Would you reproduce every line of the material exactly?

+---+

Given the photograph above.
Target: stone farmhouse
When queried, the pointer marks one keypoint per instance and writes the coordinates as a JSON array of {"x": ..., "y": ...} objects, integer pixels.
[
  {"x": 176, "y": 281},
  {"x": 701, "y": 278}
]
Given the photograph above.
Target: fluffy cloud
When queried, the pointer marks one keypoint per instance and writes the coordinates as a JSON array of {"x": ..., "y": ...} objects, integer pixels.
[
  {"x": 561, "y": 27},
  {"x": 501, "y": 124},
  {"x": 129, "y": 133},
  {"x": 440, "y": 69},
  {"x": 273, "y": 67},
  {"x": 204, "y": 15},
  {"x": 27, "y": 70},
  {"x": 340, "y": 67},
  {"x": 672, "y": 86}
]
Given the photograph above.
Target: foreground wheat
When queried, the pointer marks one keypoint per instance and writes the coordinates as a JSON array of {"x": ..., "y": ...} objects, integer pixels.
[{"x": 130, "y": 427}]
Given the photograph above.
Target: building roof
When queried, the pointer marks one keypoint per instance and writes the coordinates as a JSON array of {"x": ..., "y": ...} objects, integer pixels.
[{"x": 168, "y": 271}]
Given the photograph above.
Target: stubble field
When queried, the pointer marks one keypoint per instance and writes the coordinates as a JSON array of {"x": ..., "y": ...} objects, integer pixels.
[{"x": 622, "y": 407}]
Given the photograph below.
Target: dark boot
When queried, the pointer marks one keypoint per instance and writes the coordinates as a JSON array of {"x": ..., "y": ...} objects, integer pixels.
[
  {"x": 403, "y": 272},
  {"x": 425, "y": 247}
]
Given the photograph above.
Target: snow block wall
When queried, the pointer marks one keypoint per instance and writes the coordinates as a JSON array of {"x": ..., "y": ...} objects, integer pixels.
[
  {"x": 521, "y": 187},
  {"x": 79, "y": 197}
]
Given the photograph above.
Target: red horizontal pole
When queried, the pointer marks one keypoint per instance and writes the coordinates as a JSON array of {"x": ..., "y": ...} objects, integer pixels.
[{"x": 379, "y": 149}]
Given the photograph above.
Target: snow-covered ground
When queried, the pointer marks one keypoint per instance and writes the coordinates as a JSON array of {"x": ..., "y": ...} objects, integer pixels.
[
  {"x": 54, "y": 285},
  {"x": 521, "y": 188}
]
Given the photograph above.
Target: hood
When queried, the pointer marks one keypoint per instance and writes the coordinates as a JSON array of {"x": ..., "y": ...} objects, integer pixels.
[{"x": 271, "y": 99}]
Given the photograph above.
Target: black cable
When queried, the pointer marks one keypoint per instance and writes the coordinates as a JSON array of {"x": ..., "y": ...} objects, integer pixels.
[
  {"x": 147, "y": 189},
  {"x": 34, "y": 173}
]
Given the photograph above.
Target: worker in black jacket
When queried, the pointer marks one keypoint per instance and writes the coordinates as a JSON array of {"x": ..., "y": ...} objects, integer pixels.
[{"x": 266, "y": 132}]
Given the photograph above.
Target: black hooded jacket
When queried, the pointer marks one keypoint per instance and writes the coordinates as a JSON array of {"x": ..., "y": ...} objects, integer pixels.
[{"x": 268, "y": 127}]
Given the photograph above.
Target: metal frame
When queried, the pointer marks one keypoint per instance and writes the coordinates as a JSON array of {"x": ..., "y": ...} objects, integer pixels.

+---+

§ **SOLUTION TO THE PROBLEM**
Given the photograph above.
Target: stone farmhouse
When queried, the pointer marks one keypoint per instance and writes the coordinates as a JSON array of {"x": ..., "y": ...} objects, integer pixels.
[
  {"x": 176, "y": 281},
  {"x": 701, "y": 278}
]
Given the photograph above.
Target: fluffy cloud
When queried, the pointer marks one keypoint per instance and writes the coordinates as a JSON array of {"x": ..., "y": ...} objects, integer pixels.
[
  {"x": 561, "y": 27},
  {"x": 501, "y": 124},
  {"x": 129, "y": 133},
  {"x": 440, "y": 69},
  {"x": 273, "y": 67},
  {"x": 204, "y": 15},
  {"x": 27, "y": 70},
  {"x": 340, "y": 67},
  {"x": 672, "y": 86}
]
Given the photograph above.
Target: foreground wheat
When queried, the pointer marks one keypoint per instance and writes the coordinates as a JSON array of {"x": ..., "y": ...} objects, integer pixels.
[{"x": 130, "y": 427}]
Given the photograph above.
Target: building roof
When queried, the pointer marks one keypoint per instance and writes the coordinates as a JSON array of {"x": ..., "y": ...} objects, integer pixels.
[{"x": 168, "y": 271}]
Given the photograph above.
Target: stubble field
When queried, the pointer marks one keypoint per instance and writes the coordinates as a JSON array of {"x": ..., "y": ...} objects, integer pixels.
[{"x": 622, "y": 407}]
Given the photograph below.
Target: dark boot
When queried, the pointer marks one keypoint per instance and writes the coordinates as a JSON array of {"x": ..., "y": ...} objects, integer pixels.
[
  {"x": 403, "y": 272},
  {"x": 425, "y": 247}
]
Given the photograph above.
Target: snow block wall
When queried, the pointer marks one keypoint per instance and writes the coordinates as a JSON array of {"x": ..., "y": ...} objects, integer pixels.
[
  {"x": 521, "y": 187},
  {"x": 79, "y": 197}
]
Given the photograph above.
Target: red horizontal pole
When queried, the pointer marks one keypoint per instance and writes the coordinates as a JSON array of {"x": ..., "y": ...} objects, integer pixels.
[{"x": 379, "y": 149}]
Given the photograph above.
Target: snow-covered ground
When queried, the pointer marks one keypoint per instance and writes the coordinates as a JSON array of {"x": ..., "y": ...} objects, integer pixels.
[
  {"x": 54, "y": 285},
  {"x": 521, "y": 188}
]
Given the photograph above.
Target: hood
When queried, the pointer marks one keypoint per instance and writes the coordinates as a JSON array of {"x": ..., "y": ...} objects, integer pixels.
[{"x": 271, "y": 99}]
Given the photograph above.
Target: black cable
When queried, the pointer marks one keypoint per instance and writes the coordinates as a JSON array of {"x": ..., "y": ...} objects, integer pixels.
[
  {"x": 147, "y": 189},
  {"x": 34, "y": 173}
]
Given the photograph above.
Target: worker in black jacket
When queried, the pointer marks one keypoint per instance and writes the coordinates as a JSON array of {"x": ..., "y": ...} objects, integer pixels.
[{"x": 266, "y": 132}]
Given the photograph above.
Target: black hooded jacket
When queried, the pointer marks one keypoint per instance and writes the coordinates as a JSON array of {"x": ..., "y": ...} objects, integer pixels.
[{"x": 268, "y": 127}]
Given the photograph above.
Target: metal frame
When queried, the pointer marks one keypoint per instance and writes the coordinates as a JSON array of {"x": ..., "y": ...} objects, integer pixels.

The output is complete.